[Text section]
** Start **

Architecture Overview

Vertica is built on a foundation of distinguishing characteristics, including column storage, compression, and clustering, to name a few.

Sorting, Encoding, and Compression

Vertica takes advantage of sorting, encoding, and compression for cost-effective loads and reads. For more information, see Data Encoding and Compression in the Vertica documentation.

Column Storage

Unlike conventional databases with row-based storage, Vertica takes advantage of column storage. Column storage is ideal for read-intensive workloads because it can dramatically reduce disk I/O compared to the more-typical row-based storage. This is because, to process a query, a row store must read all columns in all of the tables named in the query, regardless of how wide the tables might be or how many columns are actually needed. A column store with a query-specific projection reads only a subset of columns.For more information, see Vertica Cluster Architecture.

Hybrid Storage Model

The Vertica storage model consists of three components: WOS, ROS, and the Tuple Mover.

WOS stands for Write-Optimized Store. WOS is an in-memory data storage structure optimized for low-latency data loading. It is designed to efficiently support INSERT, UPDATE, DELETE, and most COPY operations.

** End **

[Problems]
[1] Edit the architecture overview, starting with "Unlike conventional databases" and going on through "the Tuple Mover.", and write that part out again with "disk I/O" replaced by "disk access".
[2] Add 96 to every coordinate in the answers of the entries, starting with the line with "Is there any blue floral" and going on through the end of the entries, and give only those lines again, requests included.
The architecture overview and the entries are unrelated pieces of material.

[Records of labeled boxes]
** Start **

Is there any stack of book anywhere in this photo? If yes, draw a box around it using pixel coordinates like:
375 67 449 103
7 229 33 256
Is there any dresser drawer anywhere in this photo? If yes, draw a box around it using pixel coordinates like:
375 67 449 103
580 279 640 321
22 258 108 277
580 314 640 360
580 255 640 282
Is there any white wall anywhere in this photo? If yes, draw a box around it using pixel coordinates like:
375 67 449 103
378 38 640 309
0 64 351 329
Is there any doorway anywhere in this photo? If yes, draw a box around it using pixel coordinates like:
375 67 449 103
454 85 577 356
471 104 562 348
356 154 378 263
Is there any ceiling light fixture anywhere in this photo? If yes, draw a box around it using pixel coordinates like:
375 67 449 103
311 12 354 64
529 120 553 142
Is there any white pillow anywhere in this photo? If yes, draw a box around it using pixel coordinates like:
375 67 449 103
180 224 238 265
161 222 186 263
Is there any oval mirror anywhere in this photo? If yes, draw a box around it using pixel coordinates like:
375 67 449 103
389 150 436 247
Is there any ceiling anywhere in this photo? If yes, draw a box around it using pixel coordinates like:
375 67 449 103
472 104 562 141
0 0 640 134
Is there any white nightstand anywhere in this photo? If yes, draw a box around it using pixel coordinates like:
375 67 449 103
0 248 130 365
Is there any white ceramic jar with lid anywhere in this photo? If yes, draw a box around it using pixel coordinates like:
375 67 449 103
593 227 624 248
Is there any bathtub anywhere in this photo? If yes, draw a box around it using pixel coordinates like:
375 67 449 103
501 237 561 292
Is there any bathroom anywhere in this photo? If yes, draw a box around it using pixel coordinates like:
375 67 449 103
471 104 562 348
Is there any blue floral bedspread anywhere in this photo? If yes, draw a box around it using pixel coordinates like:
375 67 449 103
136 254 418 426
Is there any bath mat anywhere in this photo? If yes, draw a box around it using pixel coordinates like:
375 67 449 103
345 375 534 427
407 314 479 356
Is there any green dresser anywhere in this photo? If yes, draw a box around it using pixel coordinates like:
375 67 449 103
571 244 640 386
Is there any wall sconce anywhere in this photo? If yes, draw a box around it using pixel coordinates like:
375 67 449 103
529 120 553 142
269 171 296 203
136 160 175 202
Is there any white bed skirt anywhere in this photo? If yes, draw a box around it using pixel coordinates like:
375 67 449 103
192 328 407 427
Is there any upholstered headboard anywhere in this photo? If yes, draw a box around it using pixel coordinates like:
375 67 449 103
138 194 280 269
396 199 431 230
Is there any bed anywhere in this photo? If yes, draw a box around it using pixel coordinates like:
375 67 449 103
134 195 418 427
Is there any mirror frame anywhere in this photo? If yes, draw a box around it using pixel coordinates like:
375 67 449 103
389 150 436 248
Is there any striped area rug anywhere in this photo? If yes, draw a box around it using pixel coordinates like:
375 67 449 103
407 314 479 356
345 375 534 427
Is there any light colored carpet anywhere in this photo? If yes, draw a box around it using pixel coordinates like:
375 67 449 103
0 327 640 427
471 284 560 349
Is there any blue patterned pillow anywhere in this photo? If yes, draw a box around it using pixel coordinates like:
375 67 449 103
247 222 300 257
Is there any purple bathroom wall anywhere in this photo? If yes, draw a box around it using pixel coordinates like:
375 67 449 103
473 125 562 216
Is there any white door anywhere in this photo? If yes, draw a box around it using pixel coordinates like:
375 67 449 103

** End **

[Expected answers]
[1]
Unlike conventional databases with row-based storage, Vertica takes advantage of column storage. Column storage is ideal for read-intensive workloads because it can dramatically reduce disk access compared to the more-typical row-based storage. This is because, to process a query, a row store must read all columns in all of the tables named in the query, regardless of how wide the tables might be or how many columns are actually needed. A column store with a query-specific projection reads only a subset of columns.For more information, see Vertica Cluster Architecture.

Hybrid Storage Model

The Vertica storage model consists of three components: WOS, ROS, and the Tuple Mover.

[2]
Is there any blue floral bedspread anywhere in this photo? If yes, draw a box around it using pixel coordinates like:
375 67 449 103
232 350 514 522
Is there any bath mat anywhere in this photo? If yes, draw a box around it using pixel coordinates like:
375 67 449 103
441 471 630 523
503 410 575 452
Is there any green dresser anywhere in this photo? If yes, draw a box around it using pixel coordinates like:
375 67 449 103
667 340 736 482
Is there any wall sconce anywhere in this photo? If yes, draw a box around it using pixel coordinates like:
375 67 449 103
625 216 649 238
365 267 392 299
232 256 271 298
Is there any white bed skirt anywhere in this photo? If yes, draw a box around it using pixel coordinates like:
375 67 449 103
288 424 503 523
Is there any upholstered headboard anywhere in this photo? If yes, draw a box around it using pixel coordinates like:
375 67 449 103
234 290 376 365
492 295 527 326
Is there any bed anywhere in this photo? If yes, draw a box around it using pixel coordinates like:
375 67 449 103
230 291 514 523
Is there any mirror frame anywhere in this photo? If yes, draw a box around it using pixel coordinates like:
375 67 449 103
485 246 532 344
Is there any striped area rug anywhere in this photo? If yes, draw a box around it using pixel coordinates like:
375 67 449 103
503 410 575 452
441 471 630 523
Is there any light colored carpet anywhere in this photo? If yes, draw a box around it using pixel coordinates like:
375 67 449 103
96 423 736 523
567 380 656 445
Is there any blue patterned pillow anywhere in this photo? If yes, draw a box around it using pixel coordinates like:
375 67 449 103
343 318 396 353
Is there any purple bathroom wall anywhere in this photo? If yes, draw a box around it using pixel coordinates like:
375 67 449 103
569 221 658 312
Is there any white door anywhere in this photo? If yes, draw a box around it using pixel coordinates like:
375 67 449 103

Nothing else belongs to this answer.